◆ Brano scelto:
┌──
Che cos’è la mafia?

Di seguito una testimonianza semplice, ma secondo noi molto realistica e a tratti commovente, su ciò che chiamiamo mafia. L’articolo è stato scritto da una ragazza di origine siciliana. La Redazione di Cortocircuiuto


Quando ero bambina mi chiedevo spesso che cosa fosse. Alle scuole elementari la maestra ci propose una recita per la festa di fine anno: «Rappresenteremo “Il giorno della civetta“», così dopo aver letto un brano del romanzo di Sciascia, ci preparammo.

Sul palcoscenico fu allestito un bus di cartone; non mi ricordo che parte avessi io, un bambino faceva il tramviere, un altro il bigliettaio, un altro, lo ricordo chiaramente, il venditore di panelle. Il tram era fatto benissimo, di cartone e a grandezza naturale, da piccola mi sembrava così grande; mi sembrava addirittura in grado di proteggerci tutti, noi che invece eravamo soltanto dei bambini.  Colasberna fece per salire sull’autobus e ci rimase secco. Rimase steso per terra a causa di un colpo di pistola. Per il sangue utilizzammo del pomodoro ed in quel momento l’atmosfera divenne rarefatta e gelata. Colasberna cadde. Nessuno vide nulla. Il venditore di panelle si dileguò insieme agli altri. Ecco, per me, alle elementari la mafia era quella. Quella che, con paroloni, la maestra definiva, riassumendo,”omertà”.
└──
◆ Attività da svolgere:
Puoi ripetere parola per parola il brano sulla mafia, cominciando dalle parole che contengono «Di seguito una» e fermandoti dopo «Sciascia, ci preparammo.»? Le righe che seguono sono materiale a sé, distinto dal brano.

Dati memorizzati
┌──
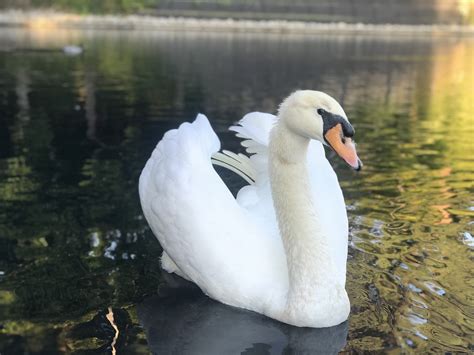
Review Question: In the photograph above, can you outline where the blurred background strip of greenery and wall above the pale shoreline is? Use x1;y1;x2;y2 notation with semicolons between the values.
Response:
0;0;474;25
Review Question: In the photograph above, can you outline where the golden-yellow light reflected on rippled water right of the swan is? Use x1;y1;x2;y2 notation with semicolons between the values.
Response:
346;41;474;353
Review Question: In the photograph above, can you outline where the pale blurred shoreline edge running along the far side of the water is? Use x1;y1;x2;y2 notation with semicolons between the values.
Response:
0;10;474;37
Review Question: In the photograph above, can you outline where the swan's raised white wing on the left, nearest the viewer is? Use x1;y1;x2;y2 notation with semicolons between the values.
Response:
139;115;287;313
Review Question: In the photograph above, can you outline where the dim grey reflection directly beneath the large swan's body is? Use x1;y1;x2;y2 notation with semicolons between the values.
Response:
138;280;347;355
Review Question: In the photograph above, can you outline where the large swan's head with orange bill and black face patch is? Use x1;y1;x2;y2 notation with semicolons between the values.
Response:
278;90;362;170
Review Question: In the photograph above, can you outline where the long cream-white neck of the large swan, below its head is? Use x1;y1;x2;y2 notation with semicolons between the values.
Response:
269;121;344;311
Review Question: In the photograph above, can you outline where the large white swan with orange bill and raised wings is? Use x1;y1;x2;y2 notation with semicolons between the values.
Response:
139;90;362;328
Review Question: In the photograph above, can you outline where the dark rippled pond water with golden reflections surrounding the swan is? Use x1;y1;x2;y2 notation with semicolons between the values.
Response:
0;29;474;354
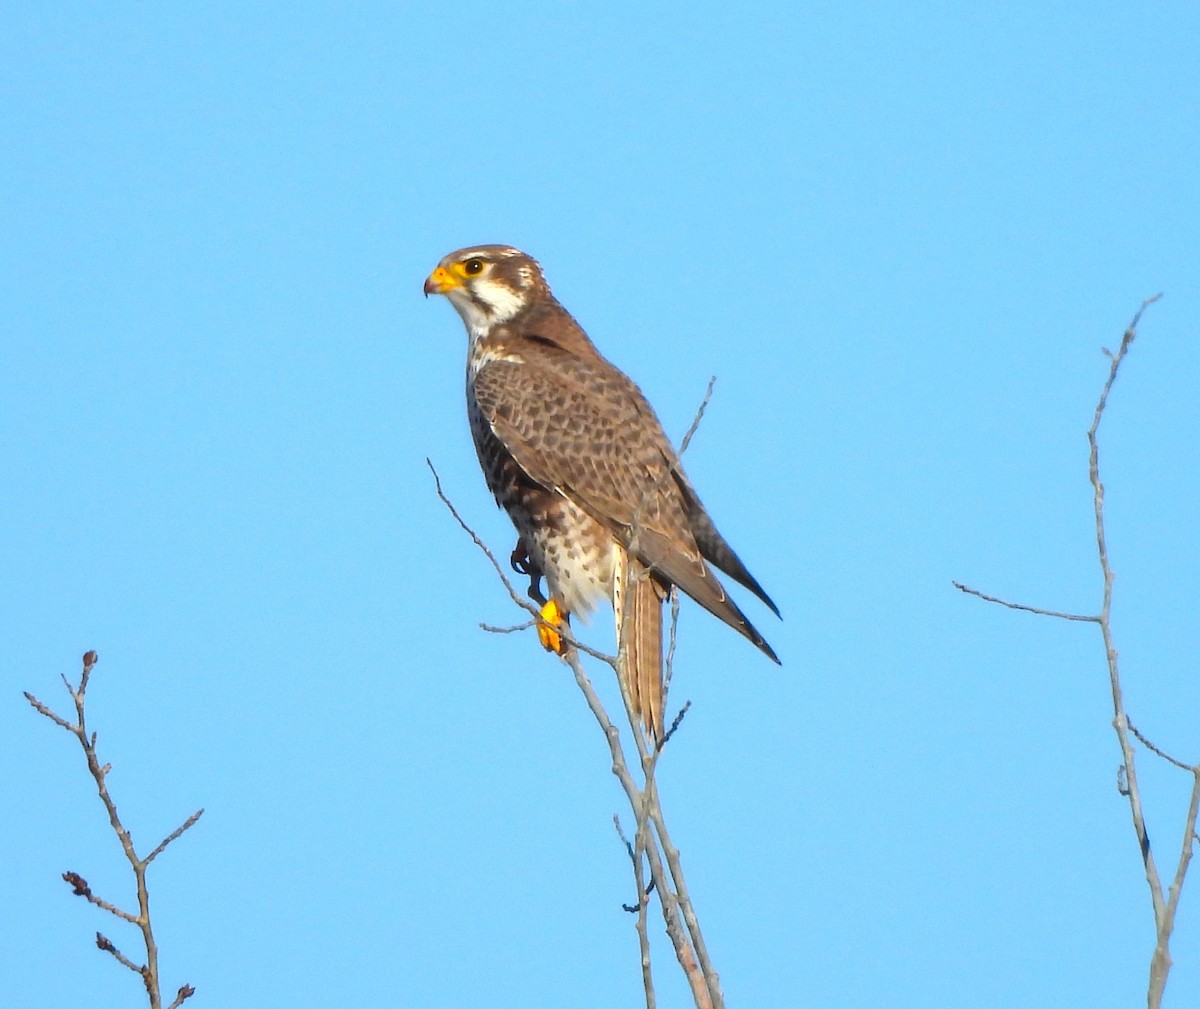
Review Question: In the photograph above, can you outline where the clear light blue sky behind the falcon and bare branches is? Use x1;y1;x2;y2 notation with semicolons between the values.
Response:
└──
◆ Soluzione scritta:
Di seguito una testimonianza semplice, ma secondo noi molto realistica e a tratti commovente, su ciò che chiamiamo mafia. L’articolo è stato scritto da una ragazza di origine siciliana. La Redazione di Cortocircuiuto


Quando ero bambina mi chiedevo spesso che cosa fosse. Alle scuole elementari la maestra ci propose una recita per la festa di fine anno: «Rappresenteremo “Il giorno della civetta“», così dopo aver letto un brano del romanzo di Sciascia, ci preparammo.